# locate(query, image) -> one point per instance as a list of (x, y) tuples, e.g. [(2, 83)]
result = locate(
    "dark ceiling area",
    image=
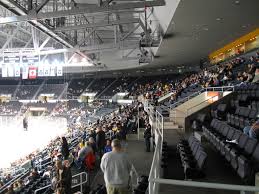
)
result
[(202, 26)]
● ● ●
§ **Objective**
Reproduce every line of the entries above verbatim, omitting the pictures.

§ **Solution to this problem**
# locate(query, image) -> one point per instance as a list of (x, y) tuples, e.g. [(2, 83)]
result = locate(
    "dark ceiling area",
    image=
)
result
[(202, 26)]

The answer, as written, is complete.